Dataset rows

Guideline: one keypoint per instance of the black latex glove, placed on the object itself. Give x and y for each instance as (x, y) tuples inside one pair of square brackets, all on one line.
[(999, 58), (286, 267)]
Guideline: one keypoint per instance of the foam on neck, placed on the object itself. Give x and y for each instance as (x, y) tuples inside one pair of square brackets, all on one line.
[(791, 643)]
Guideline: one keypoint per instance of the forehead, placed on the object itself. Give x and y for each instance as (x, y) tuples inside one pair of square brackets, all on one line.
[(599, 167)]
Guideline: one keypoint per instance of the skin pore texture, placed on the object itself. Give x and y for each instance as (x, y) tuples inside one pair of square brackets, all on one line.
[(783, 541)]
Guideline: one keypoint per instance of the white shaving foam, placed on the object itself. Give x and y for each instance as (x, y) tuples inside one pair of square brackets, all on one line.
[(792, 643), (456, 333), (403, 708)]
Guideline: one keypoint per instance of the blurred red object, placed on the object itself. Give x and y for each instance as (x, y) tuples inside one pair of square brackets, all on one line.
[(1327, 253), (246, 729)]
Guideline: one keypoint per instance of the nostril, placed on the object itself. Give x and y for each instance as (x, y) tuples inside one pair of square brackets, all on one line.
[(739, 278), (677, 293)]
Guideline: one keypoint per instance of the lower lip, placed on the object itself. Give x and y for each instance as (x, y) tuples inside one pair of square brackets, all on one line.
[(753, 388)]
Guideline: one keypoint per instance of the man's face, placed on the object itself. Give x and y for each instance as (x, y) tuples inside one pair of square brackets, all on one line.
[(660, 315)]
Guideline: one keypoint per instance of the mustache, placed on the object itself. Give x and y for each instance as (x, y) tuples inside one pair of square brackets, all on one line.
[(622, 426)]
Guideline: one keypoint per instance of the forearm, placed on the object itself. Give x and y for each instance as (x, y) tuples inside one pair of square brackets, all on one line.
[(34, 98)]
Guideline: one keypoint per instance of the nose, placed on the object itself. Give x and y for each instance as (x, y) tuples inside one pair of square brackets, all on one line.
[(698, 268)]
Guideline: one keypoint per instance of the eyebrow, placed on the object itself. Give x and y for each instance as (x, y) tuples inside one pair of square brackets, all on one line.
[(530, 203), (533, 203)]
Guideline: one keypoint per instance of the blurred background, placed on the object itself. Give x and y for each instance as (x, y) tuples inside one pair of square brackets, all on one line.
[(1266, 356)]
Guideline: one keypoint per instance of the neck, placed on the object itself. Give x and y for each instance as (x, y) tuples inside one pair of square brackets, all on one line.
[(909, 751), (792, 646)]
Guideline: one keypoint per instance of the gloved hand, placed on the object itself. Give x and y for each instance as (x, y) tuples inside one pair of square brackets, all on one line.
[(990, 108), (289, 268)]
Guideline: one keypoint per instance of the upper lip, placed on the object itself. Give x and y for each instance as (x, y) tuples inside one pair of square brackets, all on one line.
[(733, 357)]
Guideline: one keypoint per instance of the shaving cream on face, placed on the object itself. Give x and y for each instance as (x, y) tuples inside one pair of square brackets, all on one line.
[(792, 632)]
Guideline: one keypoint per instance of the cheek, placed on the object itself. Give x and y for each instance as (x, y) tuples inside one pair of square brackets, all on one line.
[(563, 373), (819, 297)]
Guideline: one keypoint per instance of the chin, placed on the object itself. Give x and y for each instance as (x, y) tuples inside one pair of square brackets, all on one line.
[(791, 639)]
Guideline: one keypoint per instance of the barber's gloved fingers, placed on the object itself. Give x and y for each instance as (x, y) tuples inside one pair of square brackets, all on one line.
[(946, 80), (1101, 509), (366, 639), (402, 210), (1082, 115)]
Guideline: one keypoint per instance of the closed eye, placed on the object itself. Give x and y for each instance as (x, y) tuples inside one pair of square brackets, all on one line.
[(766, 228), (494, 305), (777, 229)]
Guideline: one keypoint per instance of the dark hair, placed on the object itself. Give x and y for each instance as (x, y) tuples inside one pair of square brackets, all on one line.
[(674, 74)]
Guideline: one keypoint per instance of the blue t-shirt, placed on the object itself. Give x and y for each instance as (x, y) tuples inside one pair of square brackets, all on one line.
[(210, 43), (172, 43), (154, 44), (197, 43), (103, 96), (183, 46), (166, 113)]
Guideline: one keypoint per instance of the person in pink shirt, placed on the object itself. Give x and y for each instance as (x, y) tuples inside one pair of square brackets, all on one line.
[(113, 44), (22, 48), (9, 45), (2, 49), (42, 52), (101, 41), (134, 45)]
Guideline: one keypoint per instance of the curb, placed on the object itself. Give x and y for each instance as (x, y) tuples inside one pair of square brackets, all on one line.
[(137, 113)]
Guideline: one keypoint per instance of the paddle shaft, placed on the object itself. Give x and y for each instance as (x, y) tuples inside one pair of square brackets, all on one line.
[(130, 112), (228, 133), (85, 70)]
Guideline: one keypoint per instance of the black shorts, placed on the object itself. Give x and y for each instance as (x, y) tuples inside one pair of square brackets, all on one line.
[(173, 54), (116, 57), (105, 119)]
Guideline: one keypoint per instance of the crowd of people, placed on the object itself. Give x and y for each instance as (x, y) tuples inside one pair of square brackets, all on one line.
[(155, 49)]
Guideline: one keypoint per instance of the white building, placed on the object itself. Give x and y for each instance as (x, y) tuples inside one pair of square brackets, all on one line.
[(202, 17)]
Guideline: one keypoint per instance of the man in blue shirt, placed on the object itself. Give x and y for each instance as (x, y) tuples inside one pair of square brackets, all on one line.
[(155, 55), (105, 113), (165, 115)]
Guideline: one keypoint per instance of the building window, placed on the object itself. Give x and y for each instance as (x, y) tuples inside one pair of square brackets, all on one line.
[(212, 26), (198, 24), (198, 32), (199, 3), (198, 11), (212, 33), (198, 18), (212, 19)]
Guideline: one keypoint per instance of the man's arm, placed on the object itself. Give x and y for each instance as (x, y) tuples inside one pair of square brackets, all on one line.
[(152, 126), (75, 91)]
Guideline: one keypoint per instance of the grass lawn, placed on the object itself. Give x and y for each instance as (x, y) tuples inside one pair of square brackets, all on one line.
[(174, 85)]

[What is being asked] Swap "Guideline" for "Instruction" wherever it occurs in the records above, leaving all other text unchanged.

[Solution for this task]
Instruction: one keypoint per instance of the black latex glove, placed on the object itself. Give x and y for each instance as (x, y) tuples inside one pair of square brackets, all on one line.
[(999, 58), (286, 267)]
Instruction: one keypoint per instance of the foam on neck, placed on the object itself. Give x and y for each instance as (x, y) tuples inside one pair of square brackets, all on one line.
[(791, 643)]
Instruction: one keypoint per instance of the forehead, placed on the object itself. Give x and y for each instance as (x, y) tuples inside one pair of square brackets, all on one line.
[(599, 167)]
Instruction: one keypoint per instance of the skin pore texture, placed on the object itself. Give x and y for each instance as (x, y) tuples inside one pair of square brackets, all on one line.
[(783, 541)]
Instruction: one keypoint per instance of the white shaving foam, placed on the object itself. Give x and y for each instance as (x, y) tuples inside one pair of square brackets, all on one line.
[(792, 643), (456, 333), (403, 708)]
Instruction: one keypoint per instance of the blurred red object, placed on the object itself. Give x and y for each instance as (x, y) tuples inside one pair of square brackets, all on one line.
[(1327, 253), (246, 729)]
Instruction: one keypoint per instance of the nostril, placed on the object itself. Give x and y for each instance as (x, y) tuples inside one pair of square brackets, all on one line.
[(739, 278), (677, 293)]
Instruction: one keypoint per instance of the lower lip, placed on the object itself. Give x and y for each instance as (x, y) tuples inside one pair of square brackets, all on one line.
[(753, 388)]
Instruction: one keypoint per instance of the man's face, placed on the object itself. Give x and y for each instance as (x, y) tuples inside one pair of square brackets, all on one line.
[(660, 315)]
Instruction: one keypoint per instance of the mustache, placed on the object itself. Give x and y for each instance as (x, y) tuples inside one pair of square brackets, all on one line.
[(622, 426)]
Instruction: one keypoint per instance of the forearm, placed on the object itself. Give x and y for each instance as (x, y) tuples inside one pair of square brackets, all on one line.
[(34, 98)]
Instruction: one keypoint per instance of the nose, placed on the object itself. Give x and y for each instance as (x, y) tuples inside one pair of square brackets, all on one line.
[(698, 268)]
Instruction: one keypoint per instance of the eyebrow, placed on the object itself. Give x and y for each instance as (x, y) tuples inside one pair of square brackets, all on one line.
[(530, 203), (533, 203)]
Instruction: one keypoint per instance of the blurred background, placed on the object itself. Give x and y for each instance as (x, y) tuples inside one pair of square brackets, all on one line.
[(1266, 356)]
Instruction: one keypoint per instance of the neck, placed on the object itself. Give x and y for each instance as (x, y) tuples inside one pair of square brackets, all on one line.
[(909, 751), (792, 646)]
Instruction: one keypoint per instance of the gloved hand, placed on the object itself. Give x and y for each instance as (x, y) tuples inside one pair of square brackets, all on one line.
[(990, 108), (289, 268)]
Instruction: one keypoint per instance of the upper lip, placed on the object itself. Give x and y for each instance as (x, y) tuples inside one pair of square brackets, all on one line.
[(733, 357)]
Instruction: one keypoint per instance of the shaving cream on face, placed on the object itself. Give x and y for each instance as (x, y) tuples inside one pair of square brackets, all on one line.
[(792, 632)]
Instruction: one keypoint per instance of the cheek, placed on the object itself. Give x and y for each instance as (x, y) tuples inside one pair of square brackets, all on one line.
[(563, 373), (819, 297)]
Instruction: one keypoint per instance of the chin, placed on the object itself. Give x and y for each instance as (x, y) tuples inside one pair of square brackets, all on one line.
[(791, 639)]
Instruction: one keypoint per instance of the barber's gloved fingers, placed on the object itself. Give x and y for each instance as (x, y) tuples inside one pair of square brackets, all on one line.
[(946, 80), (1101, 509), (366, 639), (402, 210), (1082, 115)]
Instruction: one keypoint per instance of the closed eye, placed on the object itself. Give x and y for each instance as (x, y) tuples inside one pair of square brackets, all on one line.
[(766, 228), (494, 305), (777, 229)]
Instruction: one keypoint per instance of the dark hair, placed on the object itself. Give x and y for each instance as (x, y) tuples inside one pair of square brackets, all on one line.
[(674, 74)]
Instruction: one keypoint per instance of the blue t-shirt, placed on the object itself. Give x and y for each instance as (x, y) tuples inside one pair of square brackets, all on one line.
[(210, 43), (172, 43), (154, 44), (197, 43), (103, 96), (183, 46), (166, 113)]
Instruction: one keypoint per instance of the person in pink shirt, placed on the object itself. Give x and y for each instance as (x, y) tuples inside one pair of square brackets, all on one line.
[(113, 44), (22, 48), (9, 45), (2, 49), (42, 52), (101, 41), (134, 45)]
Instruction: one keypoint per instance of the curb, placed on the object itself. Give x and y for each instance as (x, y) tuples inside one pair of square brackets, all on one line.
[(137, 113)]
Instruction: one keypoint per instance of the paddle shaft, placed on the object itself. Give x and y for each instance as (x, y) tuples inside one pair of square brackets, all on one line.
[(130, 112), (228, 133), (85, 70)]
Instruction: one keypoint per instance of the black shorts, placed on the object itself. Give x and y for each instance as (x, y) tuples inside one pair of square brackets, all on one line.
[(173, 54), (116, 57), (105, 119)]
Instruction: one keypoint per instance of the crowd of people, placed on the object itself. Give x and y for each instance as (x, y) tuples inside one pair of square brackets, all on one line.
[(155, 49)]
Instruction: one keypoint per instance of the white building, placed on the object itself. Give x and y for each instance as (x, y) tuples inside one pair of square brackets, all on one line.
[(202, 17)]
Instruction: one keypoint per instance of the man in blue shirt, placed on the object itself. Give x and y for each instance as (x, y) tuples inside one pair of square brackets, all on one line.
[(155, 55), (105, 113), (165, 115)]
Instruction: one keypoint per instance of the building window, placed on the object itself. Give x and y for each instance as (x, y) tuples inside one pair of square brackets, all on one line.
[(212, 26), (198, 24), (198, 32), (199, 3), (198, 11), (212, 33), (198, 18), (212, 19)]
Instruction: one keypoint per instance of the man's arm, placed on the object itself. Give x and y for each instance as (x, y) tuples inside one pair of square brackets, all on one line.
[(152, 126), (75, 91)]
Instruction: one keypoint per instance of the grass lawn, placed on the object itself. Give x and y for each instance as (x, y) tuples inside one pair of square brackets, all on one line.
[(174, 85)]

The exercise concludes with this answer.